## Data for analysis
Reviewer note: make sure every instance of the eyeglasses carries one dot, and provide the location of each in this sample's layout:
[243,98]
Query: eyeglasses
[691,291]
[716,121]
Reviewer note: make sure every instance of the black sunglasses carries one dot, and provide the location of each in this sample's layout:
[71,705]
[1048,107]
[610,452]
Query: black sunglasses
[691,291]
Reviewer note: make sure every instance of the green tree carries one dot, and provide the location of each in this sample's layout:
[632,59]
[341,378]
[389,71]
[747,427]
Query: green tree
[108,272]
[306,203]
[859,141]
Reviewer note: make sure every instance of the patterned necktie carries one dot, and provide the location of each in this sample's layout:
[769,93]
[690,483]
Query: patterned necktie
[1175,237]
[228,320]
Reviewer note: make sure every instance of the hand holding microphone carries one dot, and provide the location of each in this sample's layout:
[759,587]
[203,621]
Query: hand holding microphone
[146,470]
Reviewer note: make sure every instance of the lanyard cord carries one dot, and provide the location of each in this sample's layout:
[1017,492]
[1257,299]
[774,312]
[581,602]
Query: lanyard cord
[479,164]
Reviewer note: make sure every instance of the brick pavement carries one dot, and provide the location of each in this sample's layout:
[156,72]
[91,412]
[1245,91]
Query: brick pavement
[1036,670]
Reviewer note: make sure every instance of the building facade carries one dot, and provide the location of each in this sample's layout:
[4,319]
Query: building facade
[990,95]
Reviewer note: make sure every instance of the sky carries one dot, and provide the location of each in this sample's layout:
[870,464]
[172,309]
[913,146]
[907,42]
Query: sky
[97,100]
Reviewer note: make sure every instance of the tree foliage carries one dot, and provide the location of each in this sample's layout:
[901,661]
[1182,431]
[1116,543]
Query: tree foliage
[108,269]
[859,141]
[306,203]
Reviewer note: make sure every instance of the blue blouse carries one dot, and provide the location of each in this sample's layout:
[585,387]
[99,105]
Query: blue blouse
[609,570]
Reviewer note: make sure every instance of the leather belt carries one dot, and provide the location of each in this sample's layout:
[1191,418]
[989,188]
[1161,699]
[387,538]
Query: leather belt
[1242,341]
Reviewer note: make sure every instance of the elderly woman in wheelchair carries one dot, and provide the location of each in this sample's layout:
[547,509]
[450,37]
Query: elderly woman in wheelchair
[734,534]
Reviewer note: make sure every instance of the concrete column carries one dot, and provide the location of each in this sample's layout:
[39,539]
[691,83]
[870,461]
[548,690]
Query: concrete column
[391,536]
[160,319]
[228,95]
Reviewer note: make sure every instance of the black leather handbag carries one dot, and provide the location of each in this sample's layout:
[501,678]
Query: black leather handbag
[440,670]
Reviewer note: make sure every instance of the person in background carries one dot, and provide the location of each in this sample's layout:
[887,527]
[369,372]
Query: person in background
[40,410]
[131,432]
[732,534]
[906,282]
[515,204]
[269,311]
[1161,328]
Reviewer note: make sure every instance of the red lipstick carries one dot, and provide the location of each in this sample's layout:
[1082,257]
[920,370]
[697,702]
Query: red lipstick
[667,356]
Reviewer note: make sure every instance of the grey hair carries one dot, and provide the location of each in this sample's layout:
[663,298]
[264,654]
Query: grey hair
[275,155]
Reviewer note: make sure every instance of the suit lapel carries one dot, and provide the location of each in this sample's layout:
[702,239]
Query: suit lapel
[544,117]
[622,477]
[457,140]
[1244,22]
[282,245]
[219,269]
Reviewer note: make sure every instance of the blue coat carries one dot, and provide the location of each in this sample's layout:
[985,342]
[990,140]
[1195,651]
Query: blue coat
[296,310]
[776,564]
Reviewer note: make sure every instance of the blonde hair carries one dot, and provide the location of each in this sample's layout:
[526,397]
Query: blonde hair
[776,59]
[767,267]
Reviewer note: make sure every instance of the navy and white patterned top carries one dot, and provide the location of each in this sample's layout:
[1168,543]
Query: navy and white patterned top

## Your assignment
The entries above must each be repeated exactly.

## Problem solution
Reviewer note: make sure every instance of the eyeglasses carries one dot, and provide the location of each in this sample's layout:
[243,98]
Query: eyeglasses
[691,291]
[716,121]
Reviewer note: make sure every instance of the black sunglasses carries one dot, and provide the location of each in this sample's layout:
[71,705]
[1048,107]
[610,452]
Query: black sunglasses
[691,291]
Reviewer note: make sure every instance of the green tree carries one dot, and provide the location of each in this sample's layout:
[632,59]
[341,378]
[389,71]
[747,427]
Query: green tree
[108,272]
[306,203]
[859,141]
Reviewer note: make sure every instance of the patterned necktie carries one dot, and provide the location of each in this sample's layout:
[769,93]
[690,483]
Query: patterned necktie
[1175,237]
[228,320]
Reviewer note: make sure every instance of the hand holding microphone carries one dot, and provide the location of each in this sample's layout:
[759,587]
[203,621]
Query: hand holding microphone
[146,470]
Reviewer note: make sure every instance of the lanyard cord carries one dot, and provide the location of each in this sample's layout:
[1017,492]
[1257,299]
[774,312]
[581,602]
Query: lanyard cord
[479,164]
Reviewer note: make sure every instance of the brick pavement carries one dot, and provide the location of each in this sample's layout:
[156,72]
[91,412]
[1245,91]
Query: brick pavement
[1036,670]
Reviewer note: make sure every instance of the building facade carries one dot, and provide the location of each in this sample's layout:
[4,319]
Query: building facade
[990,95]
Reviewer note: make sure every instance of the sky carries one dot, and provide the location of each in this sample's layout:
[870,464]
[172,309]
[913,146]
[907,42]
Query: sky
[97,100]
Reviewer note: make sure every instance of the tree foliage carries one dot, and provide the location of each in this sample's layout:
[901,661]
[1182,431]
[1116,543]
Query: tree foliage
[108,269]
[859,141]
[306,203]
Reviewer note: make sure every instance of the blue blouse carries one dot, and provide the location of each in this sample's layout:
[585,387]
[99,105]
Query: blue blouse
[609,570]
Reviewer note: make sure every instance of the leather belt carries one dot, and provide the location of each in this sample's layout:
[1191,418]
[989,188]
[1161,699]
[387,538]
Query: leather belt
[1242,341]
Reviewer note: make sure every instance of the elderly woman in wheelchair carries one dot, and provide the location of each in this sample's layout:
[547,509]
[450,37]
Query: elderly woman in wheelchair
[734,534]
Reviewer note: make sure every instance of the concrete column carries one dot, and provide the location of each in this sample's layout:
[39,539]
[691,83]
[870,461]
[548,690]
Query: concrete column
[391,536]
[160,319]
[228,95]
Reviewer note: make sure every instance of the black leather handbag carries one dot, and provide the location of each in this sample's layout:
[501,678]
Query: black leather handbag
[440,670]
Reviewer note: make sure every instance of the person in background carries one dot, and provide the location of each in this sample's layout:
[887,527]
[369,372]
Query: person in background
[40,410]
[131,432]
[732,534]
[906,282]
[515,204]
[269,311]
[1161,328]
Reviewer note: make sure every instance of the red lipstick carries one dot, and provide the location of each in this sample's layout:
[1082,257]
[920,370]
[697,702]
Query: red lipstick
[667,356]
Reviewer note: make sure every instance of the grey hair carries one dot, and provide the location of each in this sample's layout:
[663,298]
[264,654]
Query: grey hair
[275,155]
Reviewer note: make sure every instance of the suit lapel carries one dot, and provide the location of each in this sample's layout:
[702,239]
Query: suit lapel
[544,117]
[622,477]
[457,140]
[1244,22]
[282,245]
[219,269]
Reviewer note: make sure every instance of the blue coat carries one dot, and provide the location of each in this sample's layout:
[985,342]
[990,140]
[1195,651]
Query: blue coat
[296,310]
[776,564]
Reviewer note: make sure every instance of the blonde hair carries one dot, and provide the location of each in this sample's layout:
[526,397]
Query: blonde hair
[776,59]
[767,267]
Reviewer note: make sure every instance of the navy and white patterned top carries one dot, and provide the location of each in this sample's layout:
[1168,543]
Query: navy and white patterned top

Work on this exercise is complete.